_What to work on_. Scan the listing below and copy each line holding the word "monitor".

_Material for the task_.

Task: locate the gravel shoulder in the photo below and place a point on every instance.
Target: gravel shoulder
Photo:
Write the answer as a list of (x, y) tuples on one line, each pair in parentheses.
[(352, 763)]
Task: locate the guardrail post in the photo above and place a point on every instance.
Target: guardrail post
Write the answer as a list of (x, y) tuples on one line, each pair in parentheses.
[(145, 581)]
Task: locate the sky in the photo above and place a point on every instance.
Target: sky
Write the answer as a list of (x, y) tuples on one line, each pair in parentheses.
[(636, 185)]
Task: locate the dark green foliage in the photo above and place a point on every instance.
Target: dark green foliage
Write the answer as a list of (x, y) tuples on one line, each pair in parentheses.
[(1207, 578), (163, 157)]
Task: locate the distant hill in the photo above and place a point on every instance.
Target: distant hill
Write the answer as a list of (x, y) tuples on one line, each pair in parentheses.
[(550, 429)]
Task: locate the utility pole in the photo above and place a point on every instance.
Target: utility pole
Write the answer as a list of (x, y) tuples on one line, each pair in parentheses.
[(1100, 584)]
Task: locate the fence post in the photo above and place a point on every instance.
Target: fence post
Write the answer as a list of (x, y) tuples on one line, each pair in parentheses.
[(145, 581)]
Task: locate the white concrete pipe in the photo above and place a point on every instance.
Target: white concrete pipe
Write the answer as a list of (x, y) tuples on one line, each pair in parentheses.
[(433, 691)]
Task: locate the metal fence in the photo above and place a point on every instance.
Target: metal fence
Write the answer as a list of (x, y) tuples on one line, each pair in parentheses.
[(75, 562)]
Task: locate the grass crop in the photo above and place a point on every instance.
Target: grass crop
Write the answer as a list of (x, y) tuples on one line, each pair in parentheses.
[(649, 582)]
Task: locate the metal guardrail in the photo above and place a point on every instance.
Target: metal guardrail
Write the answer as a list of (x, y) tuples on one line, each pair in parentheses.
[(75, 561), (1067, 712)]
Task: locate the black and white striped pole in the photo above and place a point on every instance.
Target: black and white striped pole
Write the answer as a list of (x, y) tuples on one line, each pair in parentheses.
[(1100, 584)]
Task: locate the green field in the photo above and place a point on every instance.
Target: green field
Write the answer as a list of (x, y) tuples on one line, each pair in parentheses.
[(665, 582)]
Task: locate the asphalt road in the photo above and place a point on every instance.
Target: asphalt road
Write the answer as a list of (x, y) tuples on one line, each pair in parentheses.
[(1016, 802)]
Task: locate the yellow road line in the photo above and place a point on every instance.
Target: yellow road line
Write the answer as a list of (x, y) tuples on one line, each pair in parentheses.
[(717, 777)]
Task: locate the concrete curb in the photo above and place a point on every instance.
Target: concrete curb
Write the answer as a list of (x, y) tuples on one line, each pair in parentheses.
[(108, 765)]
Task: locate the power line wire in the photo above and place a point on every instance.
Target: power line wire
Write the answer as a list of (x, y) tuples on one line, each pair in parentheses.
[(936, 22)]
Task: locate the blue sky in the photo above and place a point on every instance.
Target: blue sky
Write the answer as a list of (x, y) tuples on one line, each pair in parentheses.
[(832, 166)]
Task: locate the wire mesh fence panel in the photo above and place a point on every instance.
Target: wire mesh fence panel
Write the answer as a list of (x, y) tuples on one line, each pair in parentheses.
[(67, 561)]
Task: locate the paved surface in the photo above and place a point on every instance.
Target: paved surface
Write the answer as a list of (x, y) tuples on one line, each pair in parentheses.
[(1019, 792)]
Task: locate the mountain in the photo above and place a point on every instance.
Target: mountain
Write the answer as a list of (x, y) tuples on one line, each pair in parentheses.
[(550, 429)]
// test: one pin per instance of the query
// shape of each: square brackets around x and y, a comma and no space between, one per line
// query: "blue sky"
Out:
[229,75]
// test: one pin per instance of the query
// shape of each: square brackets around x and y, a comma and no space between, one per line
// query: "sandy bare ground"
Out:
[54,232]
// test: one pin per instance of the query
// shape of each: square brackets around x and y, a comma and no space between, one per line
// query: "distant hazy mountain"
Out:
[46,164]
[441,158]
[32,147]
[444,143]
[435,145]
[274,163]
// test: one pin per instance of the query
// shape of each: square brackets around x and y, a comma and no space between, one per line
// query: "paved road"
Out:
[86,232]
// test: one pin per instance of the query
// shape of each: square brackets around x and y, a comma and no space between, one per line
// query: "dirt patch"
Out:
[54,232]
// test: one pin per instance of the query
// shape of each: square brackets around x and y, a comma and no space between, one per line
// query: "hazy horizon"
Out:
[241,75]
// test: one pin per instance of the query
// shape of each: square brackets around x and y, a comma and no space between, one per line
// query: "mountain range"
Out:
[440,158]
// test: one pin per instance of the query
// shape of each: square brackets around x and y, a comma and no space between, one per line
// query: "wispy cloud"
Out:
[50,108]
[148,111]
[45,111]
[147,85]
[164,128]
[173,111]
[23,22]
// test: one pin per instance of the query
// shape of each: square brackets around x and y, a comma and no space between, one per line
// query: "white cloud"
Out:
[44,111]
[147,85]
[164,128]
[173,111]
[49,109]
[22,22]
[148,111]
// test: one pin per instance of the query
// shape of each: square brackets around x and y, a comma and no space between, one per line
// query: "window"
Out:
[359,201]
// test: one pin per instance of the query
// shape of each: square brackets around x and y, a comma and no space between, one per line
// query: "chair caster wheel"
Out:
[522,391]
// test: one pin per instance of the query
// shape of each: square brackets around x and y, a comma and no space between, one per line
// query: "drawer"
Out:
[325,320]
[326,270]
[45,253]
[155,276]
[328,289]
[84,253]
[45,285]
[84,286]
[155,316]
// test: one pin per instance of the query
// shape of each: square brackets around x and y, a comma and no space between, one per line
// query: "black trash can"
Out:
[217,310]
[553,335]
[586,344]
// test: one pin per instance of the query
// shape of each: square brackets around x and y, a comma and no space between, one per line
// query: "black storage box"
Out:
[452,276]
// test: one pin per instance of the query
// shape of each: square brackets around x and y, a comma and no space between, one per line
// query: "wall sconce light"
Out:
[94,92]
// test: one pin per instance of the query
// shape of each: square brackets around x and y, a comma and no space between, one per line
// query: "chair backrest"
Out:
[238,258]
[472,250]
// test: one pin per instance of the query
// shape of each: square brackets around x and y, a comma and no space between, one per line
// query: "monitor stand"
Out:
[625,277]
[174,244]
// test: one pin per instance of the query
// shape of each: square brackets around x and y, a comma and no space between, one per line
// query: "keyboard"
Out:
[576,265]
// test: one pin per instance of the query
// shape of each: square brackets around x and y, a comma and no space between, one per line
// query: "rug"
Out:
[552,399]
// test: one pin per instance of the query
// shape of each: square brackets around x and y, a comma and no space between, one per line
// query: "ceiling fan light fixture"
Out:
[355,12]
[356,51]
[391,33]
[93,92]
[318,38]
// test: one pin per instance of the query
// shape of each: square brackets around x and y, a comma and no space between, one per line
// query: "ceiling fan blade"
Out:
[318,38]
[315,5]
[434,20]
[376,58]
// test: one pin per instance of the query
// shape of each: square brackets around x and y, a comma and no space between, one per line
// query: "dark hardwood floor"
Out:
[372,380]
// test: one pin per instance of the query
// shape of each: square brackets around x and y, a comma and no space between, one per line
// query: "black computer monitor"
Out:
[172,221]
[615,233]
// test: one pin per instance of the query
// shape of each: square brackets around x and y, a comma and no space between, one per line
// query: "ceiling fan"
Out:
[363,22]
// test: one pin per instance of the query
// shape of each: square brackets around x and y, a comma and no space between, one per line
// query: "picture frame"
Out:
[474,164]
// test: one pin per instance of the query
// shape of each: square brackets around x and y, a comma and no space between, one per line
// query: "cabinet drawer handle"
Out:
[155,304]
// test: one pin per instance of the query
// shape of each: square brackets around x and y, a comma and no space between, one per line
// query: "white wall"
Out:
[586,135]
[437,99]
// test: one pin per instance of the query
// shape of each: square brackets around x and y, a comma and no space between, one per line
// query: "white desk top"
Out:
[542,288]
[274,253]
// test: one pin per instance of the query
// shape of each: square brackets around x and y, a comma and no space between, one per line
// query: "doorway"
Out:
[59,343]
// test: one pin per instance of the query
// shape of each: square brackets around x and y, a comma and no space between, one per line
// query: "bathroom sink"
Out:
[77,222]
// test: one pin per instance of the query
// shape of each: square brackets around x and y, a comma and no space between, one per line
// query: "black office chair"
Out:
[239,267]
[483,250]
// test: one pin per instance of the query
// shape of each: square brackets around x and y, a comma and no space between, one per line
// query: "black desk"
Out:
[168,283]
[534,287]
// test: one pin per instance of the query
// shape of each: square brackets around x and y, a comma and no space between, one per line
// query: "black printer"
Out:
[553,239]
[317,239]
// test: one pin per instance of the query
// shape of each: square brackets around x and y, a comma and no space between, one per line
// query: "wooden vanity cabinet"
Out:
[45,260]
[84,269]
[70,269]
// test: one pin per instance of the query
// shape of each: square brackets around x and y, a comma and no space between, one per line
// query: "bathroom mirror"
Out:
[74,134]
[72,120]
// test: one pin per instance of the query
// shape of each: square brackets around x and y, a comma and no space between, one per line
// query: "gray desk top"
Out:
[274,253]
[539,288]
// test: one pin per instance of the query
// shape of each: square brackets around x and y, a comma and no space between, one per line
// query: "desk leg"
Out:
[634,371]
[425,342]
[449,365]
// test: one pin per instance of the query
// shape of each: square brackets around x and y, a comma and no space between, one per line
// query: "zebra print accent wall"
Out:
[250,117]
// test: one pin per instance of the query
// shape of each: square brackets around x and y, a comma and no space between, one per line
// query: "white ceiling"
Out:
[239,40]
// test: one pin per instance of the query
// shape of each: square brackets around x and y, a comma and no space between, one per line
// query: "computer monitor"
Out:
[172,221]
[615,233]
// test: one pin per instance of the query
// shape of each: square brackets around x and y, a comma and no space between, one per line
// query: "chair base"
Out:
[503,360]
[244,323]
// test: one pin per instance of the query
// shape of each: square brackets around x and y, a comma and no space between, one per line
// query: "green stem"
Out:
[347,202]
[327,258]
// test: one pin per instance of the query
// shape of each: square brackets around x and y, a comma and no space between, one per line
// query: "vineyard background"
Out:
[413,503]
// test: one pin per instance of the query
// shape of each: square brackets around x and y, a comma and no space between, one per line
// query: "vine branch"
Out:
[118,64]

_Reply to the exercise_.
// query: "monitor stand"
// query: "black computer monitor"
// query: "computer monitor"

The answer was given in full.